RJ Laffan, ME Goldberg, JP High, TR Schaeffer, MH Waugh and B Rubin

SQ 14,225 (D-3-mercapto-2-methylpropanoyl-L-proline) markedly lowered the blood pressure of the renin-dependent aortic-ligated and two-kidney Goldblatt hypertensive rat and failed to reduce blood pressure in the one-kidney Goldblatt hypertensive rat. In the two-kidney Goldblatt rat, SQ 14,225 (p.o.) was about 10 times as potent as teprotide, the nonapeptide SQ 20,881 (s.c.). Oral doses of SQ 14,225 moderately reduced the blood pressure of the Wistar-Kyoto spontaneously hypertensive rat but not that of the normotensive Wistar-Kyoto rat. Bilateral nephrectomy abolished the antihypertensive activity of SQ 14,225 in the spontaneously hypertensive rat. SQ 14,225 and SQ 20,881 elicited parallel dose-response curves in the two-kidney renal hypertensive rat. Post-treatment of spontaneously hypertensive rats with either agent failed to augment the antihypertensive effect produced by effective doses of the other agent. The results suggest that SQ 14,225 acts primarily by inhibiting the renin-angiotensin system to reduce elevated blood pressure, especially in presumably renin-dependent models of hypertension.

INFORMATION GIVEN |
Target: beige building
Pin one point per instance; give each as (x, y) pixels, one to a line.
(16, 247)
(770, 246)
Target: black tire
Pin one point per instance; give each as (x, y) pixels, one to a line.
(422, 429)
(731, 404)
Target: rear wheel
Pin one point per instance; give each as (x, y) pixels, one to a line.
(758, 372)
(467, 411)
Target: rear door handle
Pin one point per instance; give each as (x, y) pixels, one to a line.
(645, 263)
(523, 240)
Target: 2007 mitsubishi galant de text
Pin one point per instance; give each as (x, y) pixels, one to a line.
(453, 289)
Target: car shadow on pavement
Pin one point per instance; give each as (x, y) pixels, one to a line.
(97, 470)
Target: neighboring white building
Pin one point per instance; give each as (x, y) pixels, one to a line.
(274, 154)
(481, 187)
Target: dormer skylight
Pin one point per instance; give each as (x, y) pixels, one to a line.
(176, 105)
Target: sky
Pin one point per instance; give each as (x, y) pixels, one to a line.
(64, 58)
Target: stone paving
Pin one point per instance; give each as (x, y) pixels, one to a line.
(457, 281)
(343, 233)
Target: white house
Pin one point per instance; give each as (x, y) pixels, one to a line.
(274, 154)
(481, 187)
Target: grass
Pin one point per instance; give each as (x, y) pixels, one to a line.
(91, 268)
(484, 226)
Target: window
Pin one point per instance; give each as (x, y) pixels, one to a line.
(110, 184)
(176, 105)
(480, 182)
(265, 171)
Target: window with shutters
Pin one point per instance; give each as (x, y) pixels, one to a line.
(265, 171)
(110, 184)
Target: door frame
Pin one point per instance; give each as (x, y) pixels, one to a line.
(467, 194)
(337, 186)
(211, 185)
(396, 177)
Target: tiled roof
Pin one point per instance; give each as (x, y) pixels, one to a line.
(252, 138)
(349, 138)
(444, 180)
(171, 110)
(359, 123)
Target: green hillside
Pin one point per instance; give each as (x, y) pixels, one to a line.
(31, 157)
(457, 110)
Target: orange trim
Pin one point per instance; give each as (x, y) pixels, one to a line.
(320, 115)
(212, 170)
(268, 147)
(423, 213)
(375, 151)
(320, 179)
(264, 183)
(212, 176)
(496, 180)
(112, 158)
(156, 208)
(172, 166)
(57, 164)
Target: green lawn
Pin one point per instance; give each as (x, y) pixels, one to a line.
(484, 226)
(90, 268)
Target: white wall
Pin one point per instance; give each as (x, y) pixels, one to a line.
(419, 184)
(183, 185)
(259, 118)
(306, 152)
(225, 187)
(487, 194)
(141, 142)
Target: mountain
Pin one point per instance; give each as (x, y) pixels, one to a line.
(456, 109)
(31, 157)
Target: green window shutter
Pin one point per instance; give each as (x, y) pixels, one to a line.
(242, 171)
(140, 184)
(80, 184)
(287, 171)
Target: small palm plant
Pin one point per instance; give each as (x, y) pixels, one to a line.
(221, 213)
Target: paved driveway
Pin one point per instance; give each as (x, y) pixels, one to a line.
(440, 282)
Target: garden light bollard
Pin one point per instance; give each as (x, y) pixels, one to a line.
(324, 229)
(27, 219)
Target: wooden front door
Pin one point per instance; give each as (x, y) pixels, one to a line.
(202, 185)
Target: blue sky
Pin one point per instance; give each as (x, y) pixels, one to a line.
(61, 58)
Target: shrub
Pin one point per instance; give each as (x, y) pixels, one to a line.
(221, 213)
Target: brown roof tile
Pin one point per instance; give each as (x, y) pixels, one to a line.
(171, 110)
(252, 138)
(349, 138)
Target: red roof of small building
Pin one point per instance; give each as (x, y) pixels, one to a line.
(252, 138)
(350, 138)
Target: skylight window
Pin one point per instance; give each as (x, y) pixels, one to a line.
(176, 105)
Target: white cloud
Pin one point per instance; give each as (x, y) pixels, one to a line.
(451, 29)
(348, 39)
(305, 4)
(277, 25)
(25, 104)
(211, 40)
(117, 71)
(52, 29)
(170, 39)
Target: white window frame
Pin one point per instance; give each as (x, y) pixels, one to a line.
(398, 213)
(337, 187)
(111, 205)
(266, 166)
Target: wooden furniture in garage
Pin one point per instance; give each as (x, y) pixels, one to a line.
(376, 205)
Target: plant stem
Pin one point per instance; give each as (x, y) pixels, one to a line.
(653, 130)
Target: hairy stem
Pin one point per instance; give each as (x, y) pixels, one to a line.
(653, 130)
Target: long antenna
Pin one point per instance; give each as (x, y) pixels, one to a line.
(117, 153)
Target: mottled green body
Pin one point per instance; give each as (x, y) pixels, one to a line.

ASSIGNMENT |
Give every person named at the top of the SQ 14,225 text, as the text writes their names. The rows are separate material and have nothing to do with the text about SQ 14,225.

REPLY TO THE EXERCISE |
RJ Laffan, ME Goldberg, JP High, TR Schaeffer, MH Waugh, B Rubin